# Ruby got a boyfriend :)



## RubyRoo (Feb 1, 2011)

We are so lucky and found a Vizsla that lives in our neighborhood. What are the chances! Ruby's new man is named Chase - 12 weeks old. We have been getting them together every weekend and it is so much fun to watch them play. Ruby does a good job with the puppy even though he is in his werewolf biting stage (I don't miss that)

Enjoy!

http://youtu.be/y3-QS0tAA6g


----------



## gunnr (Aug 14, 2009)

Very cute!

I see a short lifespan for that planter arrangement in the background at the rate the two of them are going. 

PS.
Nice music videos.


----------



## hotmischief (Mar 11, 2012)

Fabulous - thank you so much for sharing this fabulous video - Ruby is so good with him.


----------



## dmp (Jan 23, 2012)

SUPER sweet!


----------



## SkyyMax (Apr 5, 2012)

Ruby is a sweet girl!


----------



## minihero (Jun 19, 2012)

We have the same experience..we found a couple with a 6 month old and ours is 3 1/2 months and they get to play on Sunday mornings. She follows him everywhere and he is so sweet with her. I love to watch them play. Another dog tried to get too close to her and he just parked himself right next to her and wouldn't budge. I'll try to post a pic next week, but they move so fast!!


----------



## mswhipple (Mar 7, 2011)

Very cute video -- Thanks for sharing!! ;D

It looks like you have a securely fenced yard, and so I hope you will consider removing both of their collars when they engage in these play sessions. I remember someone posting on the forums not too long ago about a tragic accident. Her dog and her parents' dog were playing like that,and one got his lower jaw caught in the other's collar. Her dog was strangled to death, right in front of them. A terrible tragedy. This can be prevented. Just take their collars off while they're playing together.


----------



## Suliko (Sep 17, 2011)

So cute!  Ruby is playing so nice with the little guy!


----------



## KB87 (Jan 30, 2012)

So cute!!!!!

Our Haeden watched the whole video intently and even whimpered a little at them! I think he's jealous that he doesn't have a babe like Ruby around!! She's so pretty!


----------

○ ○ ○ ○ ○

▶ Parts of the exercise
- a) In the forum thread about Ruby and her new playmate, do these statements agree with the text? (i) Chase is 12 weeks old. (ii) Ruby and Chase are brought together on weekday evenings. (iii) In the accident one reply describes, a dog's lower jaw got caught in the other dog's collar. For each, answer yes or no and quote the words that decide it.
- b) Turn the paragraph of the forum thread that begins "It looks like you have a securely fenced yard" into a short bulleted list that keeps its main facts.

▶ Data lines
○ ○ ○ ○ ○

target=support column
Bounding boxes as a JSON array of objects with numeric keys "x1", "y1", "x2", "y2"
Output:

○ ○ ○ ○ ○

▶ Answers to each task
- a)
(i) Yes: "Ruby's new man is named Chase - 12 weeks old."
(ii) No: "We have been getting them together every weekend"
(iii) Yes: "one got his lower jaw caught in the other's collar."

- b)
- The yard looks securely fenced, so both dogs' collars should be removed during play sessions.
- Not long ago, someone on the forums posted about a tragic accident: her dog and her parents' dog were playing the same way.
- One dog got his lower jaw caught in the other's collar, and her dog was strangled to death in front of them.
- This can be prevented by taking the collars off while the dogs play together.